The task:
The records that follow should be retyped word for word.

Records to process:

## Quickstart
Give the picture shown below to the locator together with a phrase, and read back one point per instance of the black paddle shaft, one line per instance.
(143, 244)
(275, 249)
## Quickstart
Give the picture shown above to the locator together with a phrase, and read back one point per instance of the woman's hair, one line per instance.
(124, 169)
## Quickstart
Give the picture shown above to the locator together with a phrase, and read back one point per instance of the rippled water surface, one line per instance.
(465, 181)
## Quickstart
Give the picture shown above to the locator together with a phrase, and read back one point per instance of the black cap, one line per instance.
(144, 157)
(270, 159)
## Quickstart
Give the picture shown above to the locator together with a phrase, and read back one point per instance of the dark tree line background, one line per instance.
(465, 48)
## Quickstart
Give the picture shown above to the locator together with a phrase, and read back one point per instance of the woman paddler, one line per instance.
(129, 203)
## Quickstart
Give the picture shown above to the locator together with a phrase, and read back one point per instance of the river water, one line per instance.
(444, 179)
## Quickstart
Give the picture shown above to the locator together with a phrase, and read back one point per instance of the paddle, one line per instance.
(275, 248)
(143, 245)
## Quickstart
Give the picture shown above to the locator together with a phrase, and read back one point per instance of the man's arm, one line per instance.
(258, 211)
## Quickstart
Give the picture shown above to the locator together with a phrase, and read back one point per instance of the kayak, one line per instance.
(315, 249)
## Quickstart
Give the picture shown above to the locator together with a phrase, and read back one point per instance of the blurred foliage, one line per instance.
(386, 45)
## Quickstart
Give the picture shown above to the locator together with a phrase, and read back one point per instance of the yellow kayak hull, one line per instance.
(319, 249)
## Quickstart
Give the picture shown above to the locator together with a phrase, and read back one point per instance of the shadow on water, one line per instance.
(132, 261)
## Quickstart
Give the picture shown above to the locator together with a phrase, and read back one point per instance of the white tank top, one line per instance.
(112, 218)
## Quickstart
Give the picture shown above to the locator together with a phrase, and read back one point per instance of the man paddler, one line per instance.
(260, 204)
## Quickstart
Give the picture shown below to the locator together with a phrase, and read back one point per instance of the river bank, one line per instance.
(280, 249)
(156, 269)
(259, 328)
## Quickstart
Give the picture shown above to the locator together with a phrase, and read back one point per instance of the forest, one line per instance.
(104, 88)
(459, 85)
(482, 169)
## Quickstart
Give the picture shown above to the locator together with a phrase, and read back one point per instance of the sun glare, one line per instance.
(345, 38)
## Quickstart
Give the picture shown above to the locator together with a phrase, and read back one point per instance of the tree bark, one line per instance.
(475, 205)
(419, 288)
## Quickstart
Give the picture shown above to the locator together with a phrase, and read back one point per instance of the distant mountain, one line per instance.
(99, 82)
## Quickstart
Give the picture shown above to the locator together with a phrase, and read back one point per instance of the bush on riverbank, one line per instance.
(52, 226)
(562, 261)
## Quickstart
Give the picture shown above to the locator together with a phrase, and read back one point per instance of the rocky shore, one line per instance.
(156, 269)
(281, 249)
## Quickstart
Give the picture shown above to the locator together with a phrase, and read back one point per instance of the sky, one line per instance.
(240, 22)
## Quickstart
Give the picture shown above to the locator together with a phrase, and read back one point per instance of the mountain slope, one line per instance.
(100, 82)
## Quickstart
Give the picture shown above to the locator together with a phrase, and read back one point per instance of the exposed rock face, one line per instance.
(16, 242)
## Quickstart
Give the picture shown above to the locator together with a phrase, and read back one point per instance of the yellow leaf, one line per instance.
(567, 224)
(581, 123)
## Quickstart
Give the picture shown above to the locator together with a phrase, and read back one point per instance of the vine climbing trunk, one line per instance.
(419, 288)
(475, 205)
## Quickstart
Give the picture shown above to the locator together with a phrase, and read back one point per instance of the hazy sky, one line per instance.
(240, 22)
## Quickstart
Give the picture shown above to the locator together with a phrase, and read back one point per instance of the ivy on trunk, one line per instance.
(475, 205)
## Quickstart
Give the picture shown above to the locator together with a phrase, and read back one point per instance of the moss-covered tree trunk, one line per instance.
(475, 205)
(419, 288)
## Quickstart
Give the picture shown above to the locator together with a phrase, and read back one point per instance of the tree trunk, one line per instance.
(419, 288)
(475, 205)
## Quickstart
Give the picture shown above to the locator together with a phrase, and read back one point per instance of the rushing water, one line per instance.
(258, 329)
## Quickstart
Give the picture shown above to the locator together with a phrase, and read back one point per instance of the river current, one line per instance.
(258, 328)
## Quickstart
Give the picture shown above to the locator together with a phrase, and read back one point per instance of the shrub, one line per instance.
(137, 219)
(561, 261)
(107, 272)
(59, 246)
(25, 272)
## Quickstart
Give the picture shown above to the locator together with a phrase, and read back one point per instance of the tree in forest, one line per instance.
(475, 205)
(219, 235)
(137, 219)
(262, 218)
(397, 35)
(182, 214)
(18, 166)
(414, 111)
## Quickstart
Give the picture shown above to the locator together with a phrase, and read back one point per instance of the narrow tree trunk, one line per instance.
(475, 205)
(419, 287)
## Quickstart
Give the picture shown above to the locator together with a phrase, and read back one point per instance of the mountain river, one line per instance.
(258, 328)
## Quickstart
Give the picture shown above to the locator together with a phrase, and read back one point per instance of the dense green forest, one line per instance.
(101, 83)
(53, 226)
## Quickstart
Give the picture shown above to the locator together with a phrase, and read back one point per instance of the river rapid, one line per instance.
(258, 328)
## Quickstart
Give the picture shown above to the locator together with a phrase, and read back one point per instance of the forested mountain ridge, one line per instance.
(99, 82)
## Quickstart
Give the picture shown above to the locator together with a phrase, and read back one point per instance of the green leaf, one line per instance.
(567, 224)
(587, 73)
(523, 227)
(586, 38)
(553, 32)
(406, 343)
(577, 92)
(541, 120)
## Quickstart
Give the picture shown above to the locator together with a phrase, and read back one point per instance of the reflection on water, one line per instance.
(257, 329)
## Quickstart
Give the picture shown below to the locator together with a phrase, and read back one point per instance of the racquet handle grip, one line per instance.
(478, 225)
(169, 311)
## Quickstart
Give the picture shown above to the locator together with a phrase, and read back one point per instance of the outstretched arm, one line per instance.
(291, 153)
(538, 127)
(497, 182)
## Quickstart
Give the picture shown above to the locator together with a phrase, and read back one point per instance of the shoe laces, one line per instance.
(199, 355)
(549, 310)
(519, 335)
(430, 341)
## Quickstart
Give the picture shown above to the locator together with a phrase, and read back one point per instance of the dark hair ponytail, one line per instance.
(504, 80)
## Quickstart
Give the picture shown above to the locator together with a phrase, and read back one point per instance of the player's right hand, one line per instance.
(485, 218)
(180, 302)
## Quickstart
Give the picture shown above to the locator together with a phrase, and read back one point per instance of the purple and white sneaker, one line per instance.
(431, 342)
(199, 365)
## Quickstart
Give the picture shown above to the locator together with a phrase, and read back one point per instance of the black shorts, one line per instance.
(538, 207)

Answer to the problem:
## Quickstart
Give the picture shown below to the locator together with a phrase, and read back one point per instance of the black paddle shaft, one line per instance.
(143, 244)
(275, 249)
## Quickstart
Give the picture shown above to the locator together with a phrase, and read back one point per instance of the woman's hair, one line per instance.
(124, 169)
## Quickstart
Give the picture shown above to the locator together with a phrase, and read back one point per instance of the rippled water surface, one line per instance.
(465, 181)
## Quickstart
Give the picture shown above to the locator together with a phrase, and read back one point per instance of the black cap, one line per instance.
(144, 157)
(270, 159)
## Quickstart
Give the picture shown above to the locator together with a phrase, and read back one point per instance of the dark tree line background, one line per instance.
(465, 48)
## Quickstart
Give the picture shown above to the locator together with a phrase, and read back one point per instance of the woman paddler, one line per instance.
(129, 203)
## Quickstart
Give the picture shown above to the locator together with a phrase, and read back one point per instance of the river water, one line per instance.
(444, 179)
## Quickstart
Give the picture shown above to the locator together with a phrase, and read back one point per instance of the paddle, one line per instance.
(275, 248)
(143, 245)
## Quickstart
Give the picture shown above to the locator together with a phrase, and read back one point per instance of the man's arm, one line per instance.
(258, 211)
## Quickstart
Give the picture shown above to the locator together with a phrase, and read back one point per instance of the kayak, one line per instance.
(315, 249)
## Quickstart
Give the picture shown above to the locator together with a phrase, and read back one point per instance of the blurred foliage, one line per instance.
(386, 45)
## Quickstart
Give the picture shown above to the locator together with a phrase, and read back one point per instance of the yellow kayak hull, one line per instance.
(319, 249)
## Quickstart
Give the picture shown above to the locator together with a phrase, and read back one point per instance of the shadow on water, one line per instance.
(132, 261)
## Quickstart
Give the picture shown above to the locator together with a phrase, and read back one point per instance of the white tank top, one line per instance.
(112, 218)
## Quickstart
Give the picture shown above to the locator together with a phrase, and read back one point per instance of the man paddler, one line per instance.
(260, 204)
## Quickstart
Give the picture shown below to the locator together with a phrase, and read back one point per instance of the river bank, one line per instance.
(280, 249)
(156, 269)
(259, 328)
## Quickstart
Give the picture shown above to the locator together with a phrase, and read back one point per instance of the forest, one line per instance.
(104, 88)
(459, 85)
(482, 169)
## Quickstart
Give the picture shown above to the locator together with a phrase, and read back one point per instance of the sun glare, one line per instance.
(345, 38)
## Quickstart
Give the picture shown above to the locator together with a phrase, and read back one point per instance of the tree bark, one line per instance.
(475, 205)
(419, 288)
## Quickstart
Give the picture shown above to the locator together with a phrase, and read back one point per instance of the distant mountain, one line per instance.
(99, 82)
## Quickstart
Give the picture shown above to the locator together with a phrase, and read back one point per instance of the bush on riverbank, one line per instance.
(52, 226)
(562, 261)
## Quickstart
Give the picture shown above to the locator together with a phrase, and read back one point per instance of the rocky shore, one line per instance.
(156, 269)
(281, 249)
## Quickstart
Give the picture shown above to the locator together with a phrase, and read back one point per instance of the sky, one line per instance.
(240, 22)
## Quickstart
Give the picture shown above to the locator together with a phrase, and read back one point per instance of the mountain slope, one line per instance.
(100, 82)
## Quickstart
Give the picture shown above to the locator together with a phrase, and read back one point per instance of the exposed rock face, one line per instance.
(16, 242)
## Quickstart
Give the picture shown above to the locator together with a phrase, and read back one point per instance of the yellow leaf, one line per instance.
(567, 224)
(581, 123)
## Quickstart
Give the picture shown above to the locator together with a phrase, and read back one point per instance of the vine climbing trunk, one line per instance.
(419, 288)
(475, 205)
## Quickstart
Give the picture shown above to the locator together with a phrase, and read back one point per instance of the hazy sky, one line per instance.
(240, 22)
## Quickstart
Give the picture shown above to the locator together with a phrase, and read back one point per instance of the ivy on trunk, one line per instance.
(475, 205)
## Quickstart
Give the picture shown above to the locator together with a phrase, and read back one point per instance of the moss-covered tree trunk, one line per instance.
(475, 205)
(419, 288)
## Quickstart
Give the picture shown above to the locator together with a phrase, and read back one point per instance of the tree trunk, one line per instance.
(419, 288)
(475, 205)
## Quickstart
Give the picture shown above to the locator together with a phrase, and read back one point per instance of the rushing water, one line per instance.
(258, 329)
## Quickstart
Give the picture shown above to the locator together with a phrase, and read back one point per instance of the river current, one line per instance.
(258, 328)
## Quickstart
Give the picture shown above to the locator together with a phrase, and read back one point per instance of the shrub, one line per instance.
(137, 219)
(561, 261)
(107, 272)
(59, 246)
(25, 272)
## Quickstart
Give the picture shown above to the locator together with a phrase, and read back one point per instance of the tree in forest, one line per instance.
(475, 205)
(219, 235)
(137, 219)
(262, 218)
(397, 35)
(182, 214)
(18, 166)
(414, 111)
## Quickstart
Give the picture shown above to the locator together with a phrase, and read back one point per instance of the narrow tree trunk, one line per instance.
(475, 205)
(419, 287)
## Quickstart
Give the picture shown above to the locator together with a phrase, and read back one point per instance of the mountain river, one line per instance.
(258, 328)
## Quickstart
Give the picture shown above to the locator together with a phrase, and read back one point per instance of the dense green forest, one line per instance.
(101, 83)
(53, 226)
## Quickstart
Give the picture shown above to the locator together with a phrase, and read back one point per instance of the river rapid, one line per instance.
(258, 328)
## Quickstart
Give the picture shown above to the locator together with a phrase, and read back one point per instance of the forested mountain ridge, one line per instance.
(99, 82)
## Quickstart
Give the picture shown above to the locator together with a phrase, and read back one point per instance of the green leaf, one line per instance.
(567, 224)
(587, 73)
(523, 227)
(586, 38)
(553, 32)
(406, 343)
(577, 92)
(541, 120)
## Quickstart
Give the picture shown above to the locator together with a phrase, and read back one point per instance of the reflection on water, one line per instance.
(257, 329)
## Quickstart
Give the picture shown below to the locator together with a phrase, and read back one point per instance of the racquet handle grip, one line per instance.
(478, 225)
(169, 311)
## Quickstart
Give the picture shown above to the locator together with a phrase, and read back one point per instance of the outstretched arm, one line per instance.
(291, 153)
(538, 127)
(497, 182)
## Quickstart
Give the picture shown above to the locator together with a phrase, and read back one point per instance of the shoe laces, one line per instance.
(199, 355)
(549, 310)
(519, 335)
(430, 341)
## Quickstart
Give the picture shown above to the locator together with a phrase, and read back one point per instance of the dark hair ponytail, one line per instance.
(504, 80)
## Quickstart
Give the picture shown above to the locator together with a phrase, and read back one point per instance of the player's right hand, one line per instance.
(485, 218)
(180, 302)
## Quickstart
Give the picture shown above to the locator together with a phrase, and read back one point per instance of the purple and white sneaker, one line per instance.
(431, 342)
(199, 365)
## Quickstart
Give the picture shown above to the locator together with a phrase, and read back one point per instance of the black shorts, one line per instance.
(538, 207)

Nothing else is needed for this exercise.